Exercise instructions
Decide whether each statement agrees with the drill text below, answering yes or no and quoting the words from the text that settle it. (a) Drills live only in Nigeria and Cameroon. (b) Adult male drills can weigh up to 35kg. (c) After about 190 days of gestation, a female drill gives birth to a single young.
===== Exercise passage =====
Fotos © Cyril Ruoso

The Drill

Drills (Mandrillus leucophaeus) are among Africa’s most endangered mammals, and are listed by the IUCN as the highest conservation priority of all African primates. Drills are only to be found in Cross River State in Nigeria, Southwest Cameroon and on the Island of Bioko. Their entire world range is less than 30,000km², an area smaller than Switzerland.

They are semi-terrestrial monkeys, exhibiting extreme sexual dimorphism with males weighing up to 35kg - three times that of a female. They are semi- nomadic seasonally and very little is known about their behaviour or ecology in the wild who spends most of his life as a nomad foraging in little or non explored rainforest.

Drills live in groups of up to 30 members consisting of several adult males, sub adults, as well as females and juveniles.

The next living relative is the Mandrill (Mandrillus sphinx). Both belong to the genus Papio, subgenus Mandrillus.

Life expectation is 25 years for the males where females can average 35 years old or more.

Young females reach sexual maturity at the age of five, Juvenile males with eight, dominate adult males advance to becoming alpha male at average of 10 years of age. During this time they take on the typical blue-violet buttock colouring and further more the red lower lip, distinctive dark nose contours, and the white corona surrounding his face.

His impressive canines can reach a length of 10cm and are formed in a pointed backwards angle, this enables the adult males to attack and defend against leopards, the only other natural enemy or threat in their rainforest habitat with the exception of birds of prey hunting juveniles.

The typical female attribute as of many primates is the monthly swelling of the sexual organ indicating readiness for copulation.

After approximately 190 days gestation, they give birth to a single young.

©Cyril Ruoso

After two to three years the female is in condition for the next birth, since her previous young now should be weaned and independent enough, the first year the young drills require lactation but are also capable of taking solid foods, later fruits, vegetables, roots, and seeds become there major food source of nourishment, but also small vertebrates and insects are a welcome variety to their diet.

The population of these shy forest living dwellers is continually endangered through illegal poaching, hunting, eroding, and in recent times establishment of new settlements, also the demand for monkey meat - otherwise known as “bushmeat” is increasing due to hunters who without any scruples sell their “kills” in the townships. through industrial logging and felling of the tropical rainforest large areas are being eroded and destroyed forever, these shy forest dwellers are constantly on the move searching for protected forest with intact structures for them to survive, these Forest areas are continuously under pressure through the wood industry building access roads, these roads mean that there less opportunities to mix with other groups, thus the long term problem is of “in breeding” due to lack of Genetic exchange.

In the late seventies the drill was considered to be extinct in Nigeria.
===== Records shown =====
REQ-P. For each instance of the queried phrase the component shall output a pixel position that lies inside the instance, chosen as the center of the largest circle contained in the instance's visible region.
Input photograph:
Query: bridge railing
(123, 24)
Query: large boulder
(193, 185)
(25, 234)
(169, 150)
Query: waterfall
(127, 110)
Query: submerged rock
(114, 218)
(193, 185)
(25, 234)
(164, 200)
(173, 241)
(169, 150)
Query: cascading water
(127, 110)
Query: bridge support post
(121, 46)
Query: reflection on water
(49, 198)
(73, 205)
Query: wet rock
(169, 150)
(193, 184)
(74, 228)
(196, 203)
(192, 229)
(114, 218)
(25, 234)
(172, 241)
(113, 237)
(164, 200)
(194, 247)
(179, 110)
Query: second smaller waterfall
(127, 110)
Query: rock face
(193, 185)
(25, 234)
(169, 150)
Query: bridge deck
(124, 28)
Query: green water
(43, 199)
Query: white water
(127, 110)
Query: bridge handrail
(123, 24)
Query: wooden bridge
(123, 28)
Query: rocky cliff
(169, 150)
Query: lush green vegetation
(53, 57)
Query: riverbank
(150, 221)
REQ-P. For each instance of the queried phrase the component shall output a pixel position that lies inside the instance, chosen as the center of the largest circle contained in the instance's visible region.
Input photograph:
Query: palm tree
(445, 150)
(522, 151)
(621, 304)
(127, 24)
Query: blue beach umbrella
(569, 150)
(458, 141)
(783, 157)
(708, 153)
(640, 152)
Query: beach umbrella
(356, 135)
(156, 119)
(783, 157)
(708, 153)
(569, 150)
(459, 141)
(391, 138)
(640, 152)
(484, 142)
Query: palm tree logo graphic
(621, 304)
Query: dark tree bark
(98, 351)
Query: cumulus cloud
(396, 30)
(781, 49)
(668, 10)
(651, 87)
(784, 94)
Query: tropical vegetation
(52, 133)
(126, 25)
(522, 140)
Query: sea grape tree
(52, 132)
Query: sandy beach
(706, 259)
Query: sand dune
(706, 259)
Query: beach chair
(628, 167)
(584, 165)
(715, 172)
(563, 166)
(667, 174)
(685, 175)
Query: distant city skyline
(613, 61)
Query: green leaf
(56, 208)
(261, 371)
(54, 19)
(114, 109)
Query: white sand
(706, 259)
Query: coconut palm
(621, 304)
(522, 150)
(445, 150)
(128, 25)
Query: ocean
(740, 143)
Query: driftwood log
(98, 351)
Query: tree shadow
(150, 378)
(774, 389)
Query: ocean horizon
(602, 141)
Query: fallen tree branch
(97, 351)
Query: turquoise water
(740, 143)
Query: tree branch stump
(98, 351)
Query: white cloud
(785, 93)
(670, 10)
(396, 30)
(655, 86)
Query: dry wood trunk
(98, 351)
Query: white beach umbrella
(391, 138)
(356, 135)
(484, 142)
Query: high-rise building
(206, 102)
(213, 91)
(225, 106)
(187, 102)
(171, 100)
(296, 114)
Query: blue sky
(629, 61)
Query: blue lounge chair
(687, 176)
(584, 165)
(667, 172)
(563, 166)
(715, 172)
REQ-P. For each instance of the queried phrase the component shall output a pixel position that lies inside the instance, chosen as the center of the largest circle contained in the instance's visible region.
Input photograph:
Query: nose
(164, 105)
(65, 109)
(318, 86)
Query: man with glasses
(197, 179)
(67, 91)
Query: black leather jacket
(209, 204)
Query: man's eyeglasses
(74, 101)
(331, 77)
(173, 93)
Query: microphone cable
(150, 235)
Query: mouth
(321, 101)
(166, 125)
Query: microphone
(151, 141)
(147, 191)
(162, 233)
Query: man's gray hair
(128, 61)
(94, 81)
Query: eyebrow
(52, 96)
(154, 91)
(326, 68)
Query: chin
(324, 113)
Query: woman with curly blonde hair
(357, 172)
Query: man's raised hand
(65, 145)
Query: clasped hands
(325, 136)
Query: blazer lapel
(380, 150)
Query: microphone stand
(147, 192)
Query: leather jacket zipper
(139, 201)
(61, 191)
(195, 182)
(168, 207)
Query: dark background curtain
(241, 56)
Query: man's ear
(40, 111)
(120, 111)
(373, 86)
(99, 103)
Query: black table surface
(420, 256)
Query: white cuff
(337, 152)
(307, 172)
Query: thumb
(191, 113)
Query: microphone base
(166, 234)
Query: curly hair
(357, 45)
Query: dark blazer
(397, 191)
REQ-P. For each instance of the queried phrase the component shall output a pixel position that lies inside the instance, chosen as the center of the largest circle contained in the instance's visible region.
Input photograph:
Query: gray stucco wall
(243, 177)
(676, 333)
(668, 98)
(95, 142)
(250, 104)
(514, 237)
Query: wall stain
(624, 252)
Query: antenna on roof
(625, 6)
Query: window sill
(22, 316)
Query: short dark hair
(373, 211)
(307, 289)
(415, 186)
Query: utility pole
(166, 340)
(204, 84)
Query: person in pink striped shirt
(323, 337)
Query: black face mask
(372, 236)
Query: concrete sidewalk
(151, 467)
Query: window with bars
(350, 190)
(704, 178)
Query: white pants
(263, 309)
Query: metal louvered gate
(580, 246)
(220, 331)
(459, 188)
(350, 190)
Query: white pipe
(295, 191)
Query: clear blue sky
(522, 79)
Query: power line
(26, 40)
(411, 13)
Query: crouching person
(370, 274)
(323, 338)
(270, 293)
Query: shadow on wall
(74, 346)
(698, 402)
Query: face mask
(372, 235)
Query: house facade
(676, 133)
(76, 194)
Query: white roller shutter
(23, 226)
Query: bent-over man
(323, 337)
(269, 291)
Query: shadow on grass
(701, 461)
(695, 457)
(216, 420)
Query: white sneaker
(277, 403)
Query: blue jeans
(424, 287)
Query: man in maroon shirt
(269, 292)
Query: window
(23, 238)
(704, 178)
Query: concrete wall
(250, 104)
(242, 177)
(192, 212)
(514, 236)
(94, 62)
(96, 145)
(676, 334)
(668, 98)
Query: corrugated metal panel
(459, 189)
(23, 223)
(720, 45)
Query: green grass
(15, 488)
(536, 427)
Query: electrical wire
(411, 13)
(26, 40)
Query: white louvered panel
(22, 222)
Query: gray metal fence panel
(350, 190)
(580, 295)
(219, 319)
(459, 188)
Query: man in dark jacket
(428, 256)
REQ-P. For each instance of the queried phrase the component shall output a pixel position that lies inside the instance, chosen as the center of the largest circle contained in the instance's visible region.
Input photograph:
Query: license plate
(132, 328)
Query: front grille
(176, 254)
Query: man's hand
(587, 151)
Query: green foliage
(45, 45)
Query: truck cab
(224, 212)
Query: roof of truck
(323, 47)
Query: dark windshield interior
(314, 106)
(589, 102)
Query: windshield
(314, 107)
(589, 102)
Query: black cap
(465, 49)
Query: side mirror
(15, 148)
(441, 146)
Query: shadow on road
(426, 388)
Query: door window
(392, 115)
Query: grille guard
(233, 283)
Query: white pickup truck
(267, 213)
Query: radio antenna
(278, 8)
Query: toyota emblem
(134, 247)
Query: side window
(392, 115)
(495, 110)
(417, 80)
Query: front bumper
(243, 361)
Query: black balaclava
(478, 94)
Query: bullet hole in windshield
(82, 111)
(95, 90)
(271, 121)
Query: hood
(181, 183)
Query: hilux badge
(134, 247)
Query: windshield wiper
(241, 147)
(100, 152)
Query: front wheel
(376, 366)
=====
Solution for this problem
(a) No: "Drills are only to be found in Cross River State in Nigeria, Southwest Cameroon and on the Island of Bioko."
(b) Yes: "males weighing up to 35kg"
(c) Yes: "After approximately 190 days gestation, they give birth to a single young."